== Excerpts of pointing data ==
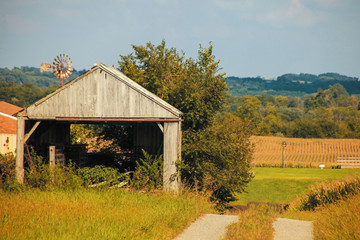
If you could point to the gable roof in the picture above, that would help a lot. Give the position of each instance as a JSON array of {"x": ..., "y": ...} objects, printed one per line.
[
  {"x": 102, "y": 92},
  {"x": 9, "y": 108}
]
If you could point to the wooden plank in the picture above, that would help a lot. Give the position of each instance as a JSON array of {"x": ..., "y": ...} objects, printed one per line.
[
  {"x": 28, "y": 135},
  {"x": 171, "y": 155}
]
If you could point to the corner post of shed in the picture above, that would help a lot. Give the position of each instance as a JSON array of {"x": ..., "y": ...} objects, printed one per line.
[
  {"x": 20, "y": 149},
  {"x": 172, "y": 154}
]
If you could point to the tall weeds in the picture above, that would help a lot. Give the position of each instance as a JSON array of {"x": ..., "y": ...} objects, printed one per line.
[
  {"x": 339, "y": 221},
  {"x": 326, "y": 193}
]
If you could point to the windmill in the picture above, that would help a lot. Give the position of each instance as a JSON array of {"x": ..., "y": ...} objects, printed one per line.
[{"x": 62, "y": 67}]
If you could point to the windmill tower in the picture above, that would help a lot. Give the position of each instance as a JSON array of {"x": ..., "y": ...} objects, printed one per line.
[{"x": 62, "y": 67}]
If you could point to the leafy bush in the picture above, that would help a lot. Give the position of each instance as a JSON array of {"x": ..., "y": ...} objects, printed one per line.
[
  {"x": 323, "y": 194},
  {"x": 7, "y": 173},
  {"x": 149, "y": 172},
  {"x": 38, "y": 174},
  {"x": 7, "y": 168}
]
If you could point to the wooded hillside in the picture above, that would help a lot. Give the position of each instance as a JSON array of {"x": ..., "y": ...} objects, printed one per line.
[{"x": 297, "y": 85}]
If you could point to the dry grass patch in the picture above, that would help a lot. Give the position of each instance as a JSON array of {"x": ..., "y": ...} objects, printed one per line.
[
  {"x": 88, "y": 214},
  {"x": 254, "y": 224}
]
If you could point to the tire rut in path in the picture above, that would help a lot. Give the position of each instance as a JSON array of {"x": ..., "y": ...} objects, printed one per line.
[
  {"x": 290, "y": 229},
  {"x": 208, "y": 227}
]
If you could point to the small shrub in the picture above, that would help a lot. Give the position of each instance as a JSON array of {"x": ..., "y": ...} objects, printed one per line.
[{"x": 149, "y": 172}]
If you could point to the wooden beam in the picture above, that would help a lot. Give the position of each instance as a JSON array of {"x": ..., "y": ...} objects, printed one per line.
[
  {"x": 28, "y": 135},
  {"x": 118, "y": 119},
  {"x": 19, "y": 171},
  {"x": 160, "y": 126}
]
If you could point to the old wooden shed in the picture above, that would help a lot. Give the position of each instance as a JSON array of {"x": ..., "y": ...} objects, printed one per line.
[{"x": 103, "y": 95}]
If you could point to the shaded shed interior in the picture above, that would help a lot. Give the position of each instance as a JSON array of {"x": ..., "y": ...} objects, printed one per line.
[{"x": 144, "y": 136}]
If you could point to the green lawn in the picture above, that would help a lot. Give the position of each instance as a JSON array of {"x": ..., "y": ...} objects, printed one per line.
[{"x": 278, "y": 185}]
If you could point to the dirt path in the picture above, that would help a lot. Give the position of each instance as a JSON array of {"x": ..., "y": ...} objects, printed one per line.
[
  {"x": 208, "y": 227},
  {"x": 213, "y": 227},
  {"x": 289, "y": 229}
]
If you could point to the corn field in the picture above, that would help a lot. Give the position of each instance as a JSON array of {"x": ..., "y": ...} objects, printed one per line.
[{"x": 303, "y": 152}]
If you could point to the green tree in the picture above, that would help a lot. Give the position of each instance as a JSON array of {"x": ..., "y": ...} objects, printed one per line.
[
  {"x": 195, "y": 87},
  {"x": 217, "y": 159},
  {"x": 216, "y": 155}
]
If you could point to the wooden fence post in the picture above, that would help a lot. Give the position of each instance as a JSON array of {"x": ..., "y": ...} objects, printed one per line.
[{"x": 19, "y": 170}]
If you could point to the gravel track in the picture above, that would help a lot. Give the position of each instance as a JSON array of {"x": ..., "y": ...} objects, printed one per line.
[
  {"x": 213, "y": 227},
  {"x": 290, "y": 229},
  {"x": 208, "y": 227}
]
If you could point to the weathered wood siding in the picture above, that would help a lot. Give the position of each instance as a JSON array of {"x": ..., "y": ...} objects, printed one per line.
[
  {"x": 7, "y": 143},
  {"x": 99, "y": 94}
]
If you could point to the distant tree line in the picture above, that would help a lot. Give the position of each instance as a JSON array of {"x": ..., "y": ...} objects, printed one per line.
[
  {"x": 23, "y": 86},
  {"x": 329, "y": 113},
  {"x": 291, "y": 84}
]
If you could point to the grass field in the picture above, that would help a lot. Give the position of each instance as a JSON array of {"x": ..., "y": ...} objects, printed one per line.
[
  {"x": 303, "y": 152},
  {"x": 90, "y": 214},
  {"x": 281, "y": 185}
]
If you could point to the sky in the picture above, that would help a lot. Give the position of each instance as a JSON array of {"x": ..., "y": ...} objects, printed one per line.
[{"x": 250, "y": 37}]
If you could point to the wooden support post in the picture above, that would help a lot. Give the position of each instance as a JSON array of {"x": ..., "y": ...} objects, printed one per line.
[
  {"x": 52, "y": 156},
  {"x": 172, "y": 143},
  {"x": 20, "y": 149}
]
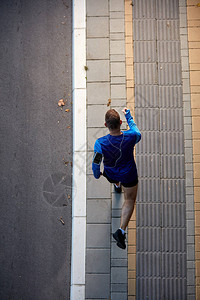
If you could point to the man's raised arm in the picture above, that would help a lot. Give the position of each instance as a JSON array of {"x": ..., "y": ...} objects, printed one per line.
[
  {"x": 97, "y": 158},
  {"x": 132, "y": 124}
]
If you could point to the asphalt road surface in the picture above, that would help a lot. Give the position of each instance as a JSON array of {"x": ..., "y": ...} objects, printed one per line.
[{"x": 36, "y": 149}]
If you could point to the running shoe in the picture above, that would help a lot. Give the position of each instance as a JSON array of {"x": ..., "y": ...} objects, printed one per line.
[{"x": 120, "y": 238}]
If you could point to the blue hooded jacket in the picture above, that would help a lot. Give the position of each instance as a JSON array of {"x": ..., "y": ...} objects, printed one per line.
[{"x": 117, "y": 153}]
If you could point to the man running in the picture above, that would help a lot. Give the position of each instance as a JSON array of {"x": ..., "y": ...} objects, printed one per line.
[{"x": 116, "y": 149}]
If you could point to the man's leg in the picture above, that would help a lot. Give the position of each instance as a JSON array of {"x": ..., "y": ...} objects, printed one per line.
[{"x": 130, "y": 195}]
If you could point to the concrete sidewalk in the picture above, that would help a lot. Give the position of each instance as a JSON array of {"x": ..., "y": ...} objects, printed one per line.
[{"x": 136, "y": 56}]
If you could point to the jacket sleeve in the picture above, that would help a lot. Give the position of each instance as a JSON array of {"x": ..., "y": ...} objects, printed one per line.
[
  {"x": 96, "y": 164},
  {"x": 132, "y": 125}
]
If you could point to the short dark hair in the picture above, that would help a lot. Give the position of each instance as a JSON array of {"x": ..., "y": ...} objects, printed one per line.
[{"x": 112, "y": 119}]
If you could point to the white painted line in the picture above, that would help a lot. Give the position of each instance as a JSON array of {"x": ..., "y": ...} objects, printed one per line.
[{"x": 77, "y": 291}]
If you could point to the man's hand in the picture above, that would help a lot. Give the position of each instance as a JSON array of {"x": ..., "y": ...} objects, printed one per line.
[{"x": 124, "y": 110}]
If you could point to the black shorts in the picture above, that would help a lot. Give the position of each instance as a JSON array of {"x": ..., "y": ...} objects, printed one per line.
[{"x": 125, "y": 184}]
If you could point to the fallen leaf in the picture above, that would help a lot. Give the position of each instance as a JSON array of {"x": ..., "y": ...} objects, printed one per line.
[
  {"x": 109, "y": 102},
  {"x": 61, "y": 220},
  {"x": 61, "y": 102}
]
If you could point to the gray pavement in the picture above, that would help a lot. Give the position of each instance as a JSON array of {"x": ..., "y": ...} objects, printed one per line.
[{"x": 35, "y": 214}]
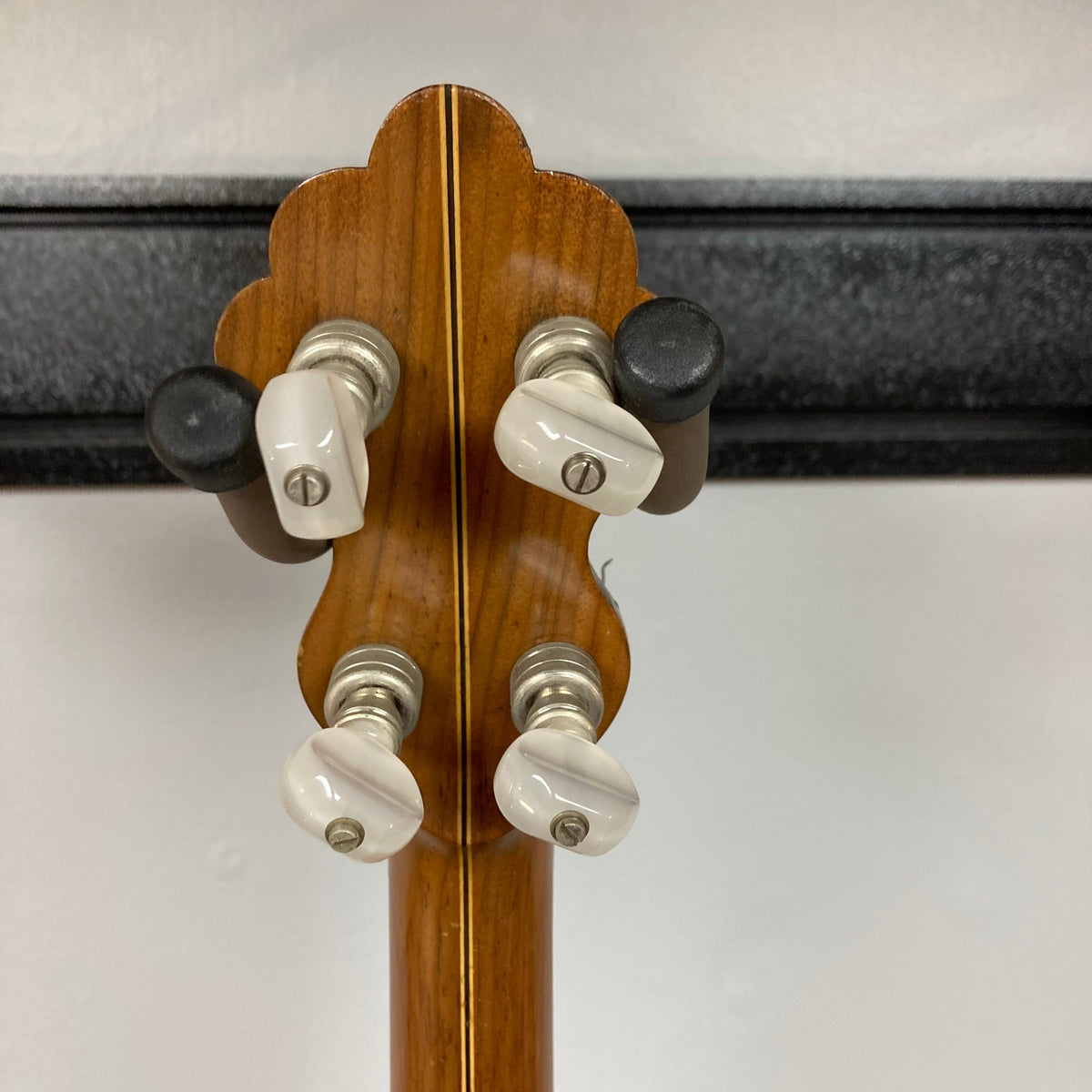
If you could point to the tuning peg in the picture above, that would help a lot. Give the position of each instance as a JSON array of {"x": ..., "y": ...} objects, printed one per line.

== Instructions to follow ==
In the records above, find the line with "If you could point to the fallen" and copy from it through the last line exactly, without the pictures.

== Task solution ==
If you could point to the fallen leaf in the picture above, that would help a lot. Give the position of each instance as a JSON array of {"x": ..., "y": ...} objects, printed one per line.
[
  {"x": 109, "y": 102},
  {"x": 61, "y": 220},
  {"x": 61, "y": 102}
]
If you could point to the gray pavement in the picture above, that would help a lot. Give the position of each instance as a JSON array of {"x": ..., "y": ...} objects, printed one per line.
[{"x": 35, "y": 214}]
If you could point to the tuning peg in the picture above, that would help a lot. Give the position of each instance as a JSON array of {"x": ..., "y": ...} objects, printed one per line.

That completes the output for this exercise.